▶ _Action item_: For the data that follows, print the line with "For every instance of the building", the line with "For every instance of the leaf", and all lines between them, exactly as they stand. Omit pictures and add nothing.

(Source data Opens)

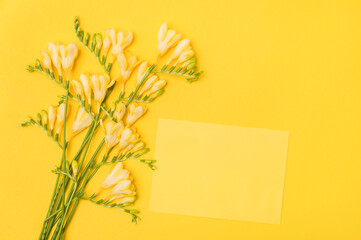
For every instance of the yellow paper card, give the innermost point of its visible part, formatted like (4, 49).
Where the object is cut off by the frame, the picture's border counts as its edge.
(219, 171)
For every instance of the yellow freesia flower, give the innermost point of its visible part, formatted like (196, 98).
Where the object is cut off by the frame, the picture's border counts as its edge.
(134, 113)
(157, 85)
(117, 174)
(60, 116)
(139, 146)
(166, 39)
(120, 182)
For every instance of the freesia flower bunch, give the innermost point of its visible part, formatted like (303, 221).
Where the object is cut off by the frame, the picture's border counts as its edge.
(89, 94)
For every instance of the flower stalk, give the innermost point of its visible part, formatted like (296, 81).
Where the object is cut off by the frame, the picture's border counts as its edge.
(90, 93)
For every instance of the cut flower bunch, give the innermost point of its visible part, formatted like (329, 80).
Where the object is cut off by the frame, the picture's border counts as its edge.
(88, 94)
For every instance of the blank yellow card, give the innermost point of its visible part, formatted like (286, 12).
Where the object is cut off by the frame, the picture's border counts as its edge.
(219, 171)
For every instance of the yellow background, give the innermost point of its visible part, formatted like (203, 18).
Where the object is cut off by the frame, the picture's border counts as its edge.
(289, 65)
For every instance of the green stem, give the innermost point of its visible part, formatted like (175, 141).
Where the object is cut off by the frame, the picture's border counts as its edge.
(131, 97)
(64, 150)
(87, 170)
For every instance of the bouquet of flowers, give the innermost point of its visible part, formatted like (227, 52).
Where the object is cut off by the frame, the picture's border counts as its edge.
(88, 94)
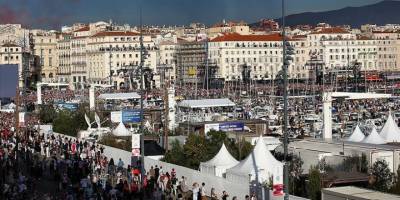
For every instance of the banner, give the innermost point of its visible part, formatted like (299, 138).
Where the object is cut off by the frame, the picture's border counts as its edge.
(116, 116)
(21, 118)
(68, 106)
(136, 152)
(135, 141)
(8, 80)
(209, 127)
(131, 116)
(231, 126)
(227, 127)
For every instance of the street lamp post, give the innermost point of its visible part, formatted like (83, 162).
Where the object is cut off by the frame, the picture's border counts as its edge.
(287, 51)
(285, 102)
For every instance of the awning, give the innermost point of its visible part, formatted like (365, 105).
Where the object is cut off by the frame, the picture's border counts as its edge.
(206, 103)
(120, 96)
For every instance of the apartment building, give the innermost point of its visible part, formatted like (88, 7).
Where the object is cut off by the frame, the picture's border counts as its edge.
(262, 54)
(111, 55)
(168, 59)
(64, 58)
(78, 57)
(45, 48)
(191, 57)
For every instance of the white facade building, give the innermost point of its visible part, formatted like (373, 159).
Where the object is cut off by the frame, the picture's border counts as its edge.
(117, 52)
(262, 53)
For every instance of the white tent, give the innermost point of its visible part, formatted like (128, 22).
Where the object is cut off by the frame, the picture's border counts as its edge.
(259, 166)
(206, 103)
(121, 130)
(219, 164)
(374, 138)
(119, 96)
(357, 135)
(390, 132)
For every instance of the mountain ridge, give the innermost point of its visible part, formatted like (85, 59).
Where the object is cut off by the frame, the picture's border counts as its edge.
(380, 13)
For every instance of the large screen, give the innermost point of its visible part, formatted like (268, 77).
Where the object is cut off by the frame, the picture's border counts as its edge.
(8, 80)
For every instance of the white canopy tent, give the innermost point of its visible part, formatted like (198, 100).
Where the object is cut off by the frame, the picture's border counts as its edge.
(206, 103)
(218, 165)
(357, 135)
(120, 96)
(259, 166)
(121, 130)
(374, 138)
(390, 132)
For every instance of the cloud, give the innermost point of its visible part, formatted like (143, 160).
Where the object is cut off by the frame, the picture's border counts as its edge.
(37, 13)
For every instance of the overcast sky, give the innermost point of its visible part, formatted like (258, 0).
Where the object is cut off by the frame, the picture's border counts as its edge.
(54, 13)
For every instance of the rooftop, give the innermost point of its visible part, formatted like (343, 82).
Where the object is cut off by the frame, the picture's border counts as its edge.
(115, 33)
(238, 37)
(85, 28)
(358, 193)
(332, 30)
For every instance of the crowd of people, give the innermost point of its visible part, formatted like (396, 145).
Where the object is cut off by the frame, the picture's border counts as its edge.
(37, 166)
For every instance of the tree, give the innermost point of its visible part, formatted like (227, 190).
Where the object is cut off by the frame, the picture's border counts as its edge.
(364, 163)
(47, 114)
(381, 176)
(175, 155)
(196, 150)
(295, 170)
(200, 148)
(70, 123)
(314, 184)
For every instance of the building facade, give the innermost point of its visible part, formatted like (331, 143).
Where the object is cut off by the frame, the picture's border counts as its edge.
(45, 48)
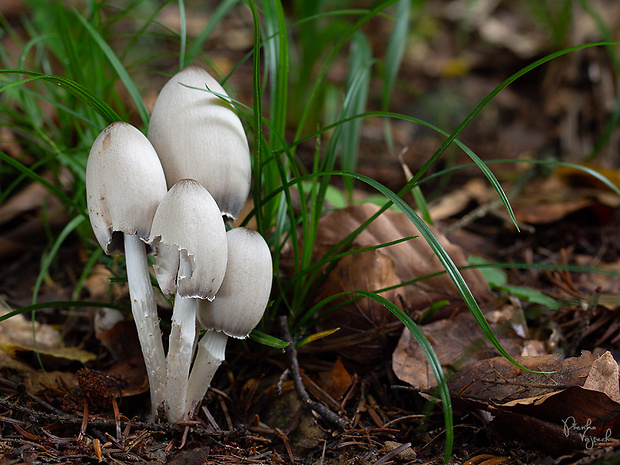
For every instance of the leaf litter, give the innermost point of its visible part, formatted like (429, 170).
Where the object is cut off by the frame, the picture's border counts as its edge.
(253, 414)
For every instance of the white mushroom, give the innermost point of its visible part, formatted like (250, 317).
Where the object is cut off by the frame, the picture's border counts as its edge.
(189, 238)
(124, 185)
(237, 309)
(198, 135)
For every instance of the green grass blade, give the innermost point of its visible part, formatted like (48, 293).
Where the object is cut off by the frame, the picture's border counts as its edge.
(183, 34)
(220, 12)
(75, 88)
(433, 361)
(452, 137)
(344, 38)
(356, 96)
(49, 258)
(135, 95)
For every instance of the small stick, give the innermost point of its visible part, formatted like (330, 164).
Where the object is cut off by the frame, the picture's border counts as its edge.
(319, 408)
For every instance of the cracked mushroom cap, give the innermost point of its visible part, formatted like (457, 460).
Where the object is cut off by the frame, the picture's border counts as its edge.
(124, 184)
(244, 294)
(189, 239)
(198, 135)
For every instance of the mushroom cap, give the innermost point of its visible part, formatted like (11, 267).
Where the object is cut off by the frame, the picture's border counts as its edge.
(244, 294)
(189, 239)
(124, 184)
(198, 135)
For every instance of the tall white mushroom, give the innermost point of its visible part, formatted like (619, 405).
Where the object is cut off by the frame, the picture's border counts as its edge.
(189, 238)
(198, 135)
(124, 185)
(237, 309)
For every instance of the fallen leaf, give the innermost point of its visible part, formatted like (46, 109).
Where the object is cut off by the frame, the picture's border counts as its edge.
(372, 270)
(336, 381)
(456, 341)
(603, 377)
(549, 408)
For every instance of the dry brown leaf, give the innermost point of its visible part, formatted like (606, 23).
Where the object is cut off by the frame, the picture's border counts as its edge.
(370, 271)
(384, 267)
(456, 341)
(603, 377)
(336, 381)
(550, 409)
(497, 380)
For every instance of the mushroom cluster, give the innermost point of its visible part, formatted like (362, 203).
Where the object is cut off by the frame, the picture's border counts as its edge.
(193, 170)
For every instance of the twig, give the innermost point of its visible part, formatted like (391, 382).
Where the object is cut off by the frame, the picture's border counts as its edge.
(319, 408)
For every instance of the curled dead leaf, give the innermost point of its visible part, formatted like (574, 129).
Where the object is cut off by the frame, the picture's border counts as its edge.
(372, 270)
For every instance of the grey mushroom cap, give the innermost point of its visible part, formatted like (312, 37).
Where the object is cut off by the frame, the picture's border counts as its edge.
(124, 184)
(198, 135)
(242, 299)
(189, 239)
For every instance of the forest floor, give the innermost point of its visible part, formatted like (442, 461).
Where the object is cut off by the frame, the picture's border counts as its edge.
(90, 404)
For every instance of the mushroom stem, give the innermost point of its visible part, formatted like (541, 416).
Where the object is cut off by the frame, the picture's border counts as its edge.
(144, 310)
(181, 350)
(211, 354)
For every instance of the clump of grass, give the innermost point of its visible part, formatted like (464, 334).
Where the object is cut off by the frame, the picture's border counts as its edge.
(73, 60)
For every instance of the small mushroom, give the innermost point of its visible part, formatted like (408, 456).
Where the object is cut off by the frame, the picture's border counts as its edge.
(198, 135)
(124, 185)
(189, 239)
(237, 309)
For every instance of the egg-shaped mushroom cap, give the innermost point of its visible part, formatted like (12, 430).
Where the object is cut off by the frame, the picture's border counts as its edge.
(242, 299)
(189, 239)
(198, 135)
(124, 184)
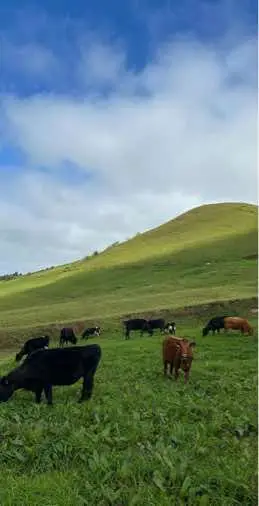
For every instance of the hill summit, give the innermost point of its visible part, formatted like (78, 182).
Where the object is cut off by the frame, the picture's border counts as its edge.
(206, 254)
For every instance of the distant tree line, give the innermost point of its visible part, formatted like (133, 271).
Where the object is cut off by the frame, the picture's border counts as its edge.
(8, 277)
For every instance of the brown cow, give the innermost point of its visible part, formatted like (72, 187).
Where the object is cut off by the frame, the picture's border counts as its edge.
(236, 323)
(178, 352)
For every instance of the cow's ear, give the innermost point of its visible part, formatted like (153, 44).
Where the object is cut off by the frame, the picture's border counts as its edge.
(4, 380)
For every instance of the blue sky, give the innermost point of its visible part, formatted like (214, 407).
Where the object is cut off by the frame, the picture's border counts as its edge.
(116, 116)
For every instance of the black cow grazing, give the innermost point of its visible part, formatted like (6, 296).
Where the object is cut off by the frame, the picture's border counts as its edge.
(43, 369)
(215, 324)
(91, 331)
(31, 345)
(157, 324)
(136, 324)
(67, 335)
(170, 327)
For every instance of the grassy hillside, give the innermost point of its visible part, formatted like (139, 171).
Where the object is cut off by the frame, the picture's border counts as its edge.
(142, 439)
(206, 254)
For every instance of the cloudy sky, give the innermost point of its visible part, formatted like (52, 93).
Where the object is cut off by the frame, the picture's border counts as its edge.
(116, 116)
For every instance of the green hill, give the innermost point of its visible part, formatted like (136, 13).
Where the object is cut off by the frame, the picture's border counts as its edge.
(204, 255)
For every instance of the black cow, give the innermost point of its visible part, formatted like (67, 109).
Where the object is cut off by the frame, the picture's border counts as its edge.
(91, 331)
(156, 324)
(67, 335)
(170, 327)
(31, 345)
(215, 324)
(43, 369)
(136, 324)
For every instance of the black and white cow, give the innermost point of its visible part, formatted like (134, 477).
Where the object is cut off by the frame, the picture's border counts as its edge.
(136, 324)
(67, 335)
(91, 331)
(159, 323)
(215, 324)
(170, 328)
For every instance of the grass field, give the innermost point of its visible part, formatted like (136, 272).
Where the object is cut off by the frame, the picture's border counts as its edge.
(205, 255)
(142, 440)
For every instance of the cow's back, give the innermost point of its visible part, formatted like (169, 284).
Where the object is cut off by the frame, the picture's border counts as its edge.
(59, 366)
(234, 322)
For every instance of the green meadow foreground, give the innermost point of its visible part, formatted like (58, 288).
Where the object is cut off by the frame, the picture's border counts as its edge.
(143, 439)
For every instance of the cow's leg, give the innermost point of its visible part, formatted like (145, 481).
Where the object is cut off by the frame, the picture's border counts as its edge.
(48, 394)
(38, 393)
(176, 371)
(186, 376)
(88, 381)
(88, 384)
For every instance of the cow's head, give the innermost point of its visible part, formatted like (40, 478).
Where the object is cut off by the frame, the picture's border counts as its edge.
(7, 389)
(171, 327)
(205, 331)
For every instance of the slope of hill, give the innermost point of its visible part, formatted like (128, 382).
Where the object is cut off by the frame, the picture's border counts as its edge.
(206, 254)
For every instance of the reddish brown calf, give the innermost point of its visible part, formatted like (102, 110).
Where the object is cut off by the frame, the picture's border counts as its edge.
(236, 323)
(178, 353)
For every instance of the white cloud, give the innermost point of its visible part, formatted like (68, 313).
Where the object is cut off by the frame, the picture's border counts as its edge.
(33, 60)
(181, 132)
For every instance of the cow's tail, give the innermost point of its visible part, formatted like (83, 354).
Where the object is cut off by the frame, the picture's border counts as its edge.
(19, 355)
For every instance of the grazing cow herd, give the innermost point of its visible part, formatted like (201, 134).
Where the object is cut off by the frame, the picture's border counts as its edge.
(44, 368)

(Source data Closes)

▶ _Solution_:
For every instance of the building facade, give the innermost point of its visible part, formatted like (331, 143).
Where the object is cut off by the frame, the picture's border counts as its edge.
(45, 48)
For every instance of the leaf litter, give the innermost point of its visible part, formatted like (429, 170).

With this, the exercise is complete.